Start Given data

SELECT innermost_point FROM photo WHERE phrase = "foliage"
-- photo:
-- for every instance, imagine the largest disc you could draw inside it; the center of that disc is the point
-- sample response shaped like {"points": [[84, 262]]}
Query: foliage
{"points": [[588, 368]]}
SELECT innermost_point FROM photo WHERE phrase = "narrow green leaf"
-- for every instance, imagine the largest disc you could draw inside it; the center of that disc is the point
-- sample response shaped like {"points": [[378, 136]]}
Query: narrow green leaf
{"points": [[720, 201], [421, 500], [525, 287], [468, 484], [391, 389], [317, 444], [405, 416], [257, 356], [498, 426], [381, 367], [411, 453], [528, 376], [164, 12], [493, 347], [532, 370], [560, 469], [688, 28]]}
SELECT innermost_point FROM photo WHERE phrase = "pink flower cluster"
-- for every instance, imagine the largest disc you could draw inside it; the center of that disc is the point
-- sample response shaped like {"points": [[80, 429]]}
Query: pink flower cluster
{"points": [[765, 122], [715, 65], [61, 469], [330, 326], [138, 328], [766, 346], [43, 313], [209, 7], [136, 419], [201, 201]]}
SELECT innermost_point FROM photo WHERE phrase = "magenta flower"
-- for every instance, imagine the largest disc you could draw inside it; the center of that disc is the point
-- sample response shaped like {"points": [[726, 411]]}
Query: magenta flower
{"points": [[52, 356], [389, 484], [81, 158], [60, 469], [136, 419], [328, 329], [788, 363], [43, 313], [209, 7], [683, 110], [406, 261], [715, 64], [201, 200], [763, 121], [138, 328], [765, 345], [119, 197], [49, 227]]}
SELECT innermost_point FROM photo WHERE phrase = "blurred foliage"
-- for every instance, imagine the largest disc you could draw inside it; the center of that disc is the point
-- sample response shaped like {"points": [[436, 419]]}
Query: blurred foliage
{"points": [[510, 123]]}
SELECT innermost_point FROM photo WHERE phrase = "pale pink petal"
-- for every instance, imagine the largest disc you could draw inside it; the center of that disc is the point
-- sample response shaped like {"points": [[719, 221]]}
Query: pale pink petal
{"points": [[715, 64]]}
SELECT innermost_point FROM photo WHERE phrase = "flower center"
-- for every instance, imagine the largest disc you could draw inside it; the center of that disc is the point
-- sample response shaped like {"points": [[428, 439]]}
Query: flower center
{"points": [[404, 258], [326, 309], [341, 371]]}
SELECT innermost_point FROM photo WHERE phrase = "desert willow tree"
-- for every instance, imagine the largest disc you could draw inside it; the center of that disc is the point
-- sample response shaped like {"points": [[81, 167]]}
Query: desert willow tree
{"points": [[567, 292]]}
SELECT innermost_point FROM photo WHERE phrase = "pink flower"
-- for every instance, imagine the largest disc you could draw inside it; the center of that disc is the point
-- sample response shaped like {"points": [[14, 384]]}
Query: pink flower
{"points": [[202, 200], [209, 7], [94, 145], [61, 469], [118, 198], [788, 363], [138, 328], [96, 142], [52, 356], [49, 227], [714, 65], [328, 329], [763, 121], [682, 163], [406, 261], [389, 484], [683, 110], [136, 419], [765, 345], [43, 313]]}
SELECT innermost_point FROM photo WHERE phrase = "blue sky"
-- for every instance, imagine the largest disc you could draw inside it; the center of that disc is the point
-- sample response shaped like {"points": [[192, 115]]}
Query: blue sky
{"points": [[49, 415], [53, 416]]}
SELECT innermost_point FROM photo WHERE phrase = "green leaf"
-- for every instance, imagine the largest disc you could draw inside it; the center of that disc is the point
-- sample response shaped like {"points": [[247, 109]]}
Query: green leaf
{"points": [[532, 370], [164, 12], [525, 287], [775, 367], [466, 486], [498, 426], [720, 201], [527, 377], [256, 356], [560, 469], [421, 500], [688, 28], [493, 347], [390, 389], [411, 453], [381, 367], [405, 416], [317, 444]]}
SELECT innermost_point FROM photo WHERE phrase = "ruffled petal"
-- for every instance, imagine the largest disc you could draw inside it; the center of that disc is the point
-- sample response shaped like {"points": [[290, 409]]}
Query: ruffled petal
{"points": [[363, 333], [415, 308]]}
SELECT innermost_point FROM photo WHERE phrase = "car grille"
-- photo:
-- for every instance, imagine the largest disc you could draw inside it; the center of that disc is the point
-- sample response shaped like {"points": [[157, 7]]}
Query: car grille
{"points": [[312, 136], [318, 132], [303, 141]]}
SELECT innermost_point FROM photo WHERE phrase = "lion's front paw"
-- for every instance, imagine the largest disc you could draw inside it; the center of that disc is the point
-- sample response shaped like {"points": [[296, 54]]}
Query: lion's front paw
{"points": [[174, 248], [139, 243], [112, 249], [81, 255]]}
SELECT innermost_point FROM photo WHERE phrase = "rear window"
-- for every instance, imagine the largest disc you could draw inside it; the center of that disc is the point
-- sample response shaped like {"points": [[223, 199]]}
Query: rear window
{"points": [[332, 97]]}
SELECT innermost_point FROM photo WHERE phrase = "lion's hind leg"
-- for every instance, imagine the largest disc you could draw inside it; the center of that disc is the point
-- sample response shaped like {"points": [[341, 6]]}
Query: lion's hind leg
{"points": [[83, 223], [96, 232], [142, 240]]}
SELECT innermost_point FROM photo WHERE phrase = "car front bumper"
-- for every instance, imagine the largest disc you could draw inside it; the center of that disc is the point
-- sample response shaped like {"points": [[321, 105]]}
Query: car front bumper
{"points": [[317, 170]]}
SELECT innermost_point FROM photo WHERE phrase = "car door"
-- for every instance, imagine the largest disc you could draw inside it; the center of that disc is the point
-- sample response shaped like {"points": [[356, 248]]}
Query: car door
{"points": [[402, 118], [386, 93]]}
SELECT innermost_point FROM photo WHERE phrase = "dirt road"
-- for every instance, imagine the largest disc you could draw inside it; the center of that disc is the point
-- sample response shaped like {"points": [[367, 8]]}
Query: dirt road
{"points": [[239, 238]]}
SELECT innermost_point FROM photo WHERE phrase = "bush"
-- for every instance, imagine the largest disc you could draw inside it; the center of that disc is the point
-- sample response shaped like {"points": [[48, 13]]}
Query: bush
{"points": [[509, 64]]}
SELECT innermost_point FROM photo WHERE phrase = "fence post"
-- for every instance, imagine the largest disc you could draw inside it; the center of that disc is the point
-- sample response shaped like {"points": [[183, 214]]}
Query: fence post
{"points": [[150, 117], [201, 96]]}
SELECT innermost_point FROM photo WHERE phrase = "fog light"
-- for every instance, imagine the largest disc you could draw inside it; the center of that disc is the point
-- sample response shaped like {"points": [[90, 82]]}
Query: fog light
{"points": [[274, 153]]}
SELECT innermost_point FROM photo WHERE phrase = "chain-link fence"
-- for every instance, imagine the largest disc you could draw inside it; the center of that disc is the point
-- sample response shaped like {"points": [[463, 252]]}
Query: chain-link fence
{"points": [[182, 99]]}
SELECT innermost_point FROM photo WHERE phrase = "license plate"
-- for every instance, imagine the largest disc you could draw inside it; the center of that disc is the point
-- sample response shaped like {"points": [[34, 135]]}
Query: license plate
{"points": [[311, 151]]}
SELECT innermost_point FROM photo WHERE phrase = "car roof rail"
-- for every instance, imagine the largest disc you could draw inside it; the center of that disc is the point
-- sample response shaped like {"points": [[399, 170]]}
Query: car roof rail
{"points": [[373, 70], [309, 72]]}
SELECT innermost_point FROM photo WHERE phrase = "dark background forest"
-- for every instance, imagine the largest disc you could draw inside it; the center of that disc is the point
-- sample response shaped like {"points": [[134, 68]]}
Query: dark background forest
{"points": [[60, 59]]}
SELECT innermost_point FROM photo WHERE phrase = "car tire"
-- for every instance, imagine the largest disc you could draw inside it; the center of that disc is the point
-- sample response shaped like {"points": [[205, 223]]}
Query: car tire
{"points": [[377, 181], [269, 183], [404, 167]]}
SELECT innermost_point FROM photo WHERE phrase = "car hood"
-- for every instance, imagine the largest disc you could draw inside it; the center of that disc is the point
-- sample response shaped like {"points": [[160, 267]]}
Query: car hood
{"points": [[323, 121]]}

End Given data

Count the lines in the records above that contain the word "desert". Reply with the number alone.

2